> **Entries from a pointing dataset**
-- begin --

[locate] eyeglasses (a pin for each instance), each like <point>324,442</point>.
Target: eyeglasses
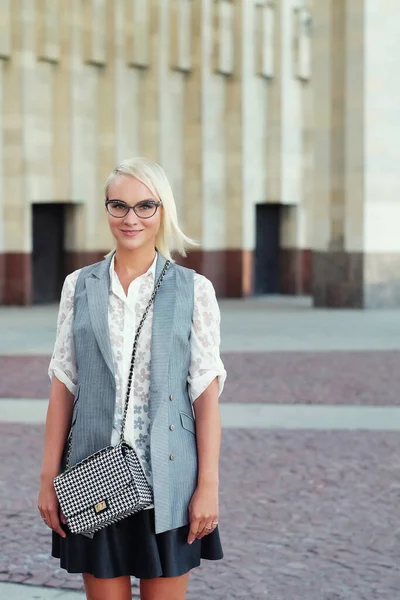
<point>144,209</point>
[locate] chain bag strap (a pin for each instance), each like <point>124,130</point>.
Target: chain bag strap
<point>135,345</point>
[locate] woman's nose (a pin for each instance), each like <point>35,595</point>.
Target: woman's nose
<point>131,218</point>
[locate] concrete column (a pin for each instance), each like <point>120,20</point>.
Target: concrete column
<point>17,219</point>
<point>339,125</point>
<point>381,155</point>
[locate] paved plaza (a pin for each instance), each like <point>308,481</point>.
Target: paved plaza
<point>310,474</point>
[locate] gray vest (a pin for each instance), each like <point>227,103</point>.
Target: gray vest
<point>173,450</point>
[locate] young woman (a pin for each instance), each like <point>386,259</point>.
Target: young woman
<point>173,418</point>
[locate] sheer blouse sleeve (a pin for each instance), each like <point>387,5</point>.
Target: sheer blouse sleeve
<point>63,364</point>
<point>205,362</point>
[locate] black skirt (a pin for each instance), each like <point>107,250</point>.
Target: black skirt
<point>131,547</point>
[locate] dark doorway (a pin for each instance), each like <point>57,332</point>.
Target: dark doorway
<point>48,252</point>
<point>268,225</point>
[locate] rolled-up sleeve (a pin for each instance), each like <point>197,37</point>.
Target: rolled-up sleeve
<point>205,362</point>
<point>63,363</point>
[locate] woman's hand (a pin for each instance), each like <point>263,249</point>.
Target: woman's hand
<point>49,506</point>
<point>203,511</point>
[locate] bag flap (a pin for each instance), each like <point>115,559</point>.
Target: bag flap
<point>92,480</point>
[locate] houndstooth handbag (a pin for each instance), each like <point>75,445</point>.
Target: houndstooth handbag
<point>110,484</point>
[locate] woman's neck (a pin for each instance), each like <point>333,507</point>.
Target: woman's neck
<point>133,263</point>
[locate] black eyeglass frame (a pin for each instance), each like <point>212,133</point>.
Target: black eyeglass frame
<point>128,208</point>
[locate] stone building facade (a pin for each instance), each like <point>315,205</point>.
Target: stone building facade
<point>277,122</point>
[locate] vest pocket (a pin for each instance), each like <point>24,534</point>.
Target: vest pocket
<point>75,407</point>
<point>188,422</point>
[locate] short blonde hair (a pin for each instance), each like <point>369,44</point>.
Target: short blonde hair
<point>170,236</point>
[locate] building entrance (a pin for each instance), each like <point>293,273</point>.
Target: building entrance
<point>48,268</point>
<point>268,226</point>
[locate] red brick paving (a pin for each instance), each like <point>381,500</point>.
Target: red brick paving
<point>366,378</point>
<point>304,516</point>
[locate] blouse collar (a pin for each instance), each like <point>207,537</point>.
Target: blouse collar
<point>115,282</point>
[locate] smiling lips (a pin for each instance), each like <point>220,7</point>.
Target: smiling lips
<point>131,233</point>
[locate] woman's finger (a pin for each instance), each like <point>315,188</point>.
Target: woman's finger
<point>208,528</point>
<point>54,522</point>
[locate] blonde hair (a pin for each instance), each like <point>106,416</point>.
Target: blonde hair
<point>170,237</point>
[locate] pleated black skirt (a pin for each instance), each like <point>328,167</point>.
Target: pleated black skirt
<point>131,547</point>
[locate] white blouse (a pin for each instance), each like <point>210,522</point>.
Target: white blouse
<point>124,315</point>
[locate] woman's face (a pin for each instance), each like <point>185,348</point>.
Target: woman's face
<point>132,232</point>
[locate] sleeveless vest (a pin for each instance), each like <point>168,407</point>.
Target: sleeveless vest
<point>173,451</point>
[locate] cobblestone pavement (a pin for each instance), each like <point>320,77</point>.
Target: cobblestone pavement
<point>368,378</point>
<point>304,516</point>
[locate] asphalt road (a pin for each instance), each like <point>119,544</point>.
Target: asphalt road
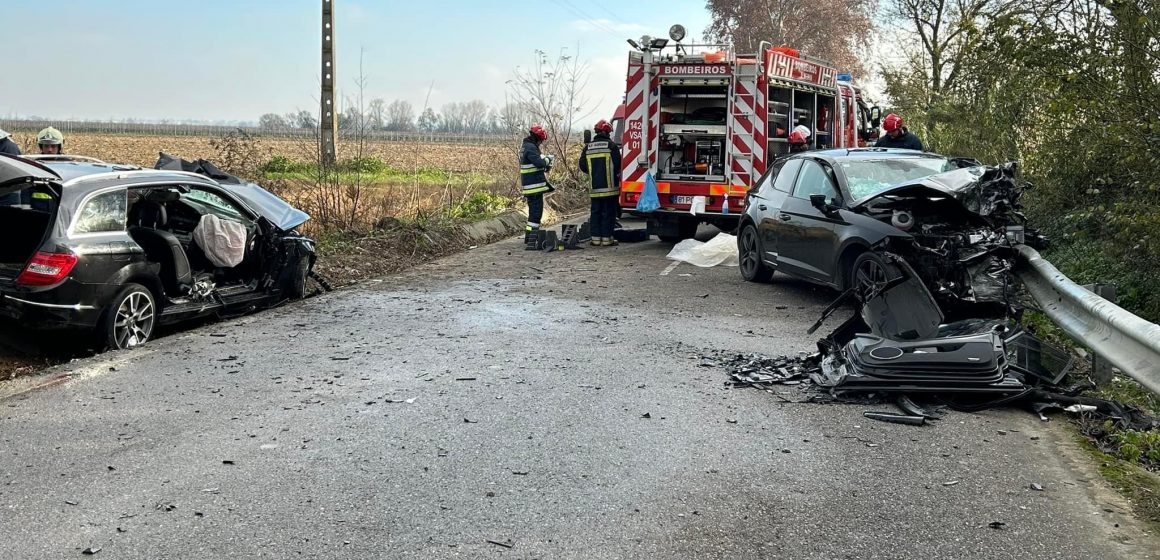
<point>552,404</point>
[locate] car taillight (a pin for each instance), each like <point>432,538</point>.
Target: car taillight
<point>46,269</point>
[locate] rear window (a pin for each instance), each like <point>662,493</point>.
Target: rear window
<point>102,213</point>
<point>869,176</point>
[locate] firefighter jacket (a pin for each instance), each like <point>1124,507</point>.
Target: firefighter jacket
<point>907,140</point>
<point>601,160</point>
<point>533,169</point>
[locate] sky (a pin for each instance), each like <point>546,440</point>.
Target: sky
<point>237,59</point>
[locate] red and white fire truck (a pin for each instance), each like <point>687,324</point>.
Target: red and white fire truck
<point>707,124</point>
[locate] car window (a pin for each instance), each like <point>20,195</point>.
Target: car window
<point>813,180</point>
<point>784,181</point>
<point>869,176</point>
<point>102,213</point>
<point>767,180</point>
<point>216,204</point>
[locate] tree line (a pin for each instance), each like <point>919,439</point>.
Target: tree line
<point>470,117</point>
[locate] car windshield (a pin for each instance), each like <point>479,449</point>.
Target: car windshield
<point>867,177</point>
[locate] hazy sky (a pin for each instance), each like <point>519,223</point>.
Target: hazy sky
<point>236,59</point>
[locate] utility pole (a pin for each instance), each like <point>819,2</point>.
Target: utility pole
<point>328,122</point>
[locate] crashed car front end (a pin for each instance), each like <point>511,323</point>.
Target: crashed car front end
<point>957,231</point>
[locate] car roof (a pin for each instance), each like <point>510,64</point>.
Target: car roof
<point>70,171</point>
<point>867,153</point>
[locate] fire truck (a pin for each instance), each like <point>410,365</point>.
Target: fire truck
<point>705,122</point>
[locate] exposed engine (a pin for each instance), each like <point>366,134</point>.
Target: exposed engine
<point>962,245</point>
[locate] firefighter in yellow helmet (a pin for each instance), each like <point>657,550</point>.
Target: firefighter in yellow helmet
<point>50,142</point>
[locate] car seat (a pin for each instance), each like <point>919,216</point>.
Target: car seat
<point>145,219</point>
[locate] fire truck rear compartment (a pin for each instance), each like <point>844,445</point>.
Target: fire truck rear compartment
<point>693,131</point>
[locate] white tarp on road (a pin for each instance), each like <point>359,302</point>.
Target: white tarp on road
<point>719,251</point>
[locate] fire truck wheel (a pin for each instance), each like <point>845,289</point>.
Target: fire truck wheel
<point>753,267</point>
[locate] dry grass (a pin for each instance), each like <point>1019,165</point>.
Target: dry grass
<point>143,151</point>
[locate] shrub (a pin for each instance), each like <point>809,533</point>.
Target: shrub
<point>367,165</point>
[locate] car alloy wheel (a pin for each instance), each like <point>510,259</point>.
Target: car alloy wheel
<point>133,318</point>
<point>870,275</point>
<point>753,269</point>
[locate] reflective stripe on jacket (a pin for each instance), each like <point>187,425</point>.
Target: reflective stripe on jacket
<point>601,160</point>
<point>533,169</point>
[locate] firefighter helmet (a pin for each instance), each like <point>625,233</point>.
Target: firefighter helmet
<point>50,136</point>
<point>892,122</point>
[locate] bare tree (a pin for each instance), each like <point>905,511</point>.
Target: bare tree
<point>833,30</point>
<point>475,116</point>
<point>376,114</point>
<point>400,116</point>
<point>552,93</point>
<point>272,121</point>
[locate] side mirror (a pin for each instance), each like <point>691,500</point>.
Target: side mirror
<point>824,205</point>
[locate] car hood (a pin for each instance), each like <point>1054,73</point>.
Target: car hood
<point>17,173</point>
<point>983,190</point>
<point>276,210</point>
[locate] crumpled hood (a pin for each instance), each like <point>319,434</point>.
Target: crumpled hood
<point>988,191</point>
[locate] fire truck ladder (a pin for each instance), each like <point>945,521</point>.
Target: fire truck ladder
<point>742,108</point>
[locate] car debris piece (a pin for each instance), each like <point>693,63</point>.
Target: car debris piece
<point>896,419</point>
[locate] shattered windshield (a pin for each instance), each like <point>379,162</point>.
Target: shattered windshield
<point>867,177</point>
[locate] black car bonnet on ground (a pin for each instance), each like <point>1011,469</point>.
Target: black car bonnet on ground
<point>268,205</point>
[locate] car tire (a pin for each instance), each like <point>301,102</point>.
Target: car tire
<point>870,273</point>
<point>130,318</point>
<point>753,267</point>
<point>301,278</point>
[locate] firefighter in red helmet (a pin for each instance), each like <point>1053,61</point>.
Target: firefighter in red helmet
<point>798,142</point>
<point>897,136</point>
<point>601,160</point>
<point>534,183</point>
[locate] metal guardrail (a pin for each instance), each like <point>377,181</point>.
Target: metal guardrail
<point>1121,337</point>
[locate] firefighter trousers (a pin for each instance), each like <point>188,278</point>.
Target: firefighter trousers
<point>535,210</point>
<point>603,216</point>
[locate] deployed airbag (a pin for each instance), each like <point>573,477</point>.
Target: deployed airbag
<point>224,241</point>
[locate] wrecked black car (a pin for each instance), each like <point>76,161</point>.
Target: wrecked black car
<point>832,216</point>
<point>120,249</point>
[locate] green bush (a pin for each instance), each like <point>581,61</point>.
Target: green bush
<point>281,164</point>
<point>367,165</point>
<point>479,205</point>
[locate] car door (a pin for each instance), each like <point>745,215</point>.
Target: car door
<point>776,189</point>
<point>809,238</point>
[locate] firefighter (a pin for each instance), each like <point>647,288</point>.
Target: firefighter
<point>534,171</point>
<point>601,160</point>
<point>50,140</point>
<point>798,142</point>
<point>897,136</point>
<point>6,144</point>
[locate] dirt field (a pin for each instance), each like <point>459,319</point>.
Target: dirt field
<point>143,151</point>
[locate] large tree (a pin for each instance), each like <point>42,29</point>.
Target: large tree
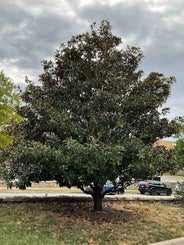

-- end --

Pick out each line above that contains the word "building", and copy those lines.

[locate] stone building facade (a pin for each instance), each like <point>315,205</point>.
Target: stone building facade
[locate] building entrance (a pin for each instance), each like <point>293,273</point>.
Target: building entrance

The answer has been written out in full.